## PROBLEM TO WORK ON
Give back each of the records that follow, unchanged and character for character.

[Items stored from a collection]
________________________
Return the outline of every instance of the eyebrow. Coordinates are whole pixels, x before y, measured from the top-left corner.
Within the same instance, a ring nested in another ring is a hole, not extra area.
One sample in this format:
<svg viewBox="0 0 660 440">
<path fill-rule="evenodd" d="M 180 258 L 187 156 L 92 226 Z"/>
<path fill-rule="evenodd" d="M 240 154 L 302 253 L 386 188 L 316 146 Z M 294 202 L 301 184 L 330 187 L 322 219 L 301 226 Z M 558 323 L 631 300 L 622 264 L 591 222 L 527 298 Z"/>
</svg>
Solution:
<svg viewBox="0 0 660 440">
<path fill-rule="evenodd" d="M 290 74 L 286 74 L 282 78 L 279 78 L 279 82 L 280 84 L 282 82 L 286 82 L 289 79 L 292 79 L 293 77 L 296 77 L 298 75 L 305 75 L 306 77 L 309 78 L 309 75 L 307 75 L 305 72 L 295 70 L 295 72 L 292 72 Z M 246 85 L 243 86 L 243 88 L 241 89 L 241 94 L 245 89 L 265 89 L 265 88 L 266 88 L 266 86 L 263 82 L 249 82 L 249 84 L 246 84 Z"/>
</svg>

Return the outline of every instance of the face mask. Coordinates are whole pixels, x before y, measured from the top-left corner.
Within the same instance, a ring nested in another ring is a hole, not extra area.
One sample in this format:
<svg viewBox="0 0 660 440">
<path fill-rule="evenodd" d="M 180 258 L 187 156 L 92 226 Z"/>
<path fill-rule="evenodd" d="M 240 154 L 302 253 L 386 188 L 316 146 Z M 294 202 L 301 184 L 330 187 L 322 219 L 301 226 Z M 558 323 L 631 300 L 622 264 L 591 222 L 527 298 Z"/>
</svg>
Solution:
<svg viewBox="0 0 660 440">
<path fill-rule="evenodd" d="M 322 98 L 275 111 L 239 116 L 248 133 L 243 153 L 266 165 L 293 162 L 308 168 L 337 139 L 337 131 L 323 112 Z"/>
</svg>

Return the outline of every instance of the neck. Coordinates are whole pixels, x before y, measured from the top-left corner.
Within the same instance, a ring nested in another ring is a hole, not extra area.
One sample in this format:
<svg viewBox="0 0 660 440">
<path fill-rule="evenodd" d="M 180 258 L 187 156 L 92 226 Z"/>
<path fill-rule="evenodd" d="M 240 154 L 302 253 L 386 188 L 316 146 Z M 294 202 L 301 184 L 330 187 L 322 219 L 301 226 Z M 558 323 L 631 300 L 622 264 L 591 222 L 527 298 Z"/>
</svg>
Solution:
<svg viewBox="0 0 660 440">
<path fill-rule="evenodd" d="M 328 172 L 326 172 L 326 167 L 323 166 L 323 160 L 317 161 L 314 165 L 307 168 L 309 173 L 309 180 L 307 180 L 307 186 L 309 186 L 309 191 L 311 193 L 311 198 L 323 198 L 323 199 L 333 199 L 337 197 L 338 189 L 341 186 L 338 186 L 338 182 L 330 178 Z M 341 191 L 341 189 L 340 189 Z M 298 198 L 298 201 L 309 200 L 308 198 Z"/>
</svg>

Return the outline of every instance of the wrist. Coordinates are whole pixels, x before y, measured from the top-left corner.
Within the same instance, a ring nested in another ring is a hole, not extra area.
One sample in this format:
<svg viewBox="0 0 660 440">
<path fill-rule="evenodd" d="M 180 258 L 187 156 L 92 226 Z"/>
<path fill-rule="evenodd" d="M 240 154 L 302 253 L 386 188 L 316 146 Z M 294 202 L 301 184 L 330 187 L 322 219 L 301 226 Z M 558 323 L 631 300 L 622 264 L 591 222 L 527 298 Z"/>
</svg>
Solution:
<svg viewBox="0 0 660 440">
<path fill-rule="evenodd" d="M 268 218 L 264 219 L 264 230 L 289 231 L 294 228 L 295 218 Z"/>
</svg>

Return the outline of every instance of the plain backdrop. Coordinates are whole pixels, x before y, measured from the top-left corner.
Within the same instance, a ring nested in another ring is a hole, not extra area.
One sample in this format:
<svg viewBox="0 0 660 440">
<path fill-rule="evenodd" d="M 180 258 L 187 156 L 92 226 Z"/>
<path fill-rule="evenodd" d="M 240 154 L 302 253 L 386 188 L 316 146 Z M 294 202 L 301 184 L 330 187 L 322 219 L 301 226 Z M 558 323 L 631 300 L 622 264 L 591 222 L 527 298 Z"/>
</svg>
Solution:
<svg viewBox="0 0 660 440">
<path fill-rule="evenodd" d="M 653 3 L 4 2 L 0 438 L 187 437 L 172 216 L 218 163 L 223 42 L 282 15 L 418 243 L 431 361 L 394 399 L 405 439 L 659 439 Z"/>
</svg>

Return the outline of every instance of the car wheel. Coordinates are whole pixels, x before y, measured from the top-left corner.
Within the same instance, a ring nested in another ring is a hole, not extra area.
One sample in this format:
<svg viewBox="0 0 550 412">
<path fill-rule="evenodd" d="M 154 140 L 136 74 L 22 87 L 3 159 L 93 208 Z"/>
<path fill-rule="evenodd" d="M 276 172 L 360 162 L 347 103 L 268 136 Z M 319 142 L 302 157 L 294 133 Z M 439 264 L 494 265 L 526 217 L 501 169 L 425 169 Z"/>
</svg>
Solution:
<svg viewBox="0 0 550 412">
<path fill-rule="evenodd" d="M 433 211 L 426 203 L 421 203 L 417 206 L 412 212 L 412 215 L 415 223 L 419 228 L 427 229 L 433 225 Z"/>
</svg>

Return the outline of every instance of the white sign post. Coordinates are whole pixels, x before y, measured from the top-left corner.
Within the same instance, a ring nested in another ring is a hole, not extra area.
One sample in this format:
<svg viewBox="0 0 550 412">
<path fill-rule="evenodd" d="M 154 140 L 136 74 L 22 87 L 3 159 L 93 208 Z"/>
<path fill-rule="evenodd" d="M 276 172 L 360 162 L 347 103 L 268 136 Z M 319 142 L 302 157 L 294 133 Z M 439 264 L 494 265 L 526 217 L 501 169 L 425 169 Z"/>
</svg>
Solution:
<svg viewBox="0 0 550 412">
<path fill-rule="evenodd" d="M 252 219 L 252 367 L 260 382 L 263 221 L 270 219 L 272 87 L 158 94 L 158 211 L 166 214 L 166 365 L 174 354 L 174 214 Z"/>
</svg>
________________________
## SOLVED EXERCISE
Return the outline of every instance of the eyebrow. Coordinates are whole pixels, x before y, measured from the top-left corner.
Within the same instance, a ring nested in another ring is a hole, not extra area.
One sample in this format:
<svg viewBox="0 0 660 440">
<path fill-rule="evenodd" d="M 180 258 L 187 156 L 92 226 Z"/>
<path fill-rule="evenodd" d="M 240 154 L 302 253 L 386 188 L 316 146 Z M 294 202 L 301 184 L 330 187 L 322 219 L 301 226 Z M 558 323 L 631 300 L 622 264 L 591 222 L 527 298 Z"/>
</svg>
Solution:
<svg viewBox="0 0 660 440">
<path fill-rule="evenodd" d="M 290 74 L 286 74 L 282 78 L 279 78 L 279 82 L 280 84 L 282 82 L 286 82 L 289 79 L 292 79 L 293 77 L 296 77 L 298 75 L 305 75 L 306 77 L 309 78 L 309 75 L 307 75 L 305 72 L 295 70 L 295 72 L 292 72 Z M 246 85 L 243 86 L 243 88 L 241 89 L 241 94 L 245 89 L 265 89 L 265 88 L 266 88 L 266 86 L 263 82 L 249 82 L 249 84 L 246 84 Z"/>
</svg>

Return the outline of every instance of the face mask. Coordinates are whole pixels, x before y, measured from the top-left corner.
Within the same instance, a ring nested in another ring is a hole, not extra area.
One sample in this format:
<svg viewBox="0 0 660 440">
<path fill-rule="evenodd" d="M 180 258 L 187 156 L 92 226 Z"/>
<path fill-rule="evenodd" d="M 240 154 L 302 253 L 386 188 L 316 146 Z M 294 202 L 301 184 L 330 187 L 322 219 L 301 226 Z M 558 323 L 631 300 L 622 264 L 591 222 L 527 298 Z"/>
</svg>
Solution:
<svg viewBox="0 0 660 440">
<path fill-rule="evenodd" d="M 322 98 L 275 111 L 239 116 L 248 133 L 243 153 L 266 165 L 293 162 L 308 168 L 337 139 L 337 131 L 323 112 Z"/>
</svg>

Return the outline of every instance of the neck. Coordinates are whole pixels, x before y, measured from the top-left corner.
Within the same instance, a ring nested in another ring is a hole, not extra area.
One sample in this format:
<svg viewBox="0 0 660 440">
<path fill-rule="evenodd" d="M 180 258 L 187 156 L 92 226 Z"/>
<path fill-rule="evenodd" d="M 240 154 L 302 253 L 386 188 L 316 146 Z M 294 202 L 301 184 L 330 187 L 322 219 L 301 226 Z M 558 323 L 631 300 L 622 264 L 591 222 L 527 298 Z"/>
</svg>
Solution:
<svg viewBox="0 0 660 440">
<path fill-rule="evenodd" d="M 328 172 L 326 172 L 326 167 L 323 166 L 323 160 L 317 161 L 314 165 L 307 168 L 309 173 L 309 180 L 307 180 L 307 186 L 309 186 L 309 191 L 311 193 L 311 198 L 323 198 L 323 199 L 333 199 L 337 197 L 338 189 L 341 186 L 338 186 L 338 182 L 330 178 Z M 341 191 L 341 189 L 340 189 Z M 298 198 L 298 201 L 309 200 L 308 198 Z"/>
</svg>

Return the outline of every instance of the wrist. Coordinates are whole pixels, x before y, measured from the top-left corner.
Within the same instance, a ring nested in another ring is a hole, not extra area.
One sample in this format:
<svg viewBox="0 0 660 440">
<path fill-rule="evenodd" d="M 180 258 L 187 156 L 92 226 Z"/>
<path fill-rule="evenodd" d="M 240 154 L 302 253 L 386 188 L 316 146 Z M 294 202 L 301 184 L 330 187 L 322 219 L 301 226 Z M 558 323 L 631 300 L 622 264 L 591 222 L 527 298 Z"/>
</svg>
Solution:
<svg viewBox="0 0 660 440">
<path fill-rule="evenodd" d="M 268 218 L 264 219 L 264 230 L 289 231 L 294 228 L 295 218 Z"/>
</svg>

Return the outline of every instance of the plain backdrop. Coordinates are whole pixels, x before y, measured from the top-left corner.
Within the same instance, a ring nested in another ring is a hole, not extra area.
One sample in this format:
<svg viewBox="0 0 660 440">
<path fill-rule="evenodd" d="M 180 258 L 187 156 L 92 226 Z"/>
<path fill-rule="evenodd" d="M 240 154 L 302 253 L 386 188 L 316 146 Z M 294 202 L 301 184 L 330 187 L 322 219 L 301 226 Z M 558 323 L 631 300 L 622 264 L 591 222 L 527 298 Z"/>
</svg>
Solution:
<svg viewBox="0 0 660 440">
<path fill-rule="evenodd" d="M 653 3 L 4 2 L 0 438 L 187 437 L 172 216 L 218 163 L 223 42 L 282 15 L 418 243 L 431 361 L 394 399 L 405 439 L 659 439 Z"/>
</svg>

Return the outline of every instance of the car wheel. Coordinates are whole pixels, x before y, measured from the top-left corner.
Within the same instance, a ring nested in another ring is a hole, not extra area.
One sample in this format:
<svg viewBox="0 0 550 412">
<path fill-rule="evenodd" d="M 154 140 L 136 74 L 22 87 L 3 159 L 93 208 Z"/>
<path fill-rule="evenodd" d="M 276 172 L 360 162 L 347 103 L 268 136 Z M 319 142 L 302 157 L 294 133 Z M 439 264 L 494 265 L 526 217 L 501 169 L 425 169 Z"/>
</svg>
Solution:
<svg viewBox="0 0 550 412">
<path fill-rule="evenodd" d="M 433 211 L 426 203 L 421 203 L 417 206 L 412 212 L 412 215 L 415 223 L 419 228 L 427 229 L 433 225 Z"/>
</svg>

Return the outline of every instance of the white sign post. Coordinates are whole pixels, x before y, measured from the top-left corner.
Within the same instance, a ring nested in another ring is a hole, not extra area.
One sample in this format:
<svg viewBox="0 0 550 412">
<path fill-rule="evenodd" d="M 154 140 L 136 74 L 22 87 L 3 159 L 93 208 Z"/>
<path fill-rule="evenodd" d="M 276 172 L 360 162 L 347 103 L 268 136 Z M 319 142 L 302 157 L 294 133 Z M 439 264 L 494 265 L 526 217 L 501 169 L 425 169 Z"/>
</svg>
Solution:
<svg viewBox="0 0 550 412">
<path fill-rule="evenodd" d="M 252 219 L 252 367 L 260 382 L 263 221 L 270 219 L 272 87 L 158 94 L 158 211 L 166 214 L 166 365 L 174 354 L 174 214 Z"/>
</svg>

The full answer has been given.